** INSTRUCTIONS TO FOLLOW **
Rewrite every line of the items below, requests included, and offset each coordinate in the answers by adding 71 to both of its numbers.

** PROVIDED RECORDS **
::::::
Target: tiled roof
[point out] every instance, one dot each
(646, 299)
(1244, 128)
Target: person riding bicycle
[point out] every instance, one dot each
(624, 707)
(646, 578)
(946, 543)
::::::
** COMPLETED EXERCISE **
Target: tiled roof
[point out] every instance, one dot each
(717, 370)
(1315, 199)
Target: person riding bicycle
[point out] every instance, one dot each
(695, 778)
(717, 649)
(1017, 614)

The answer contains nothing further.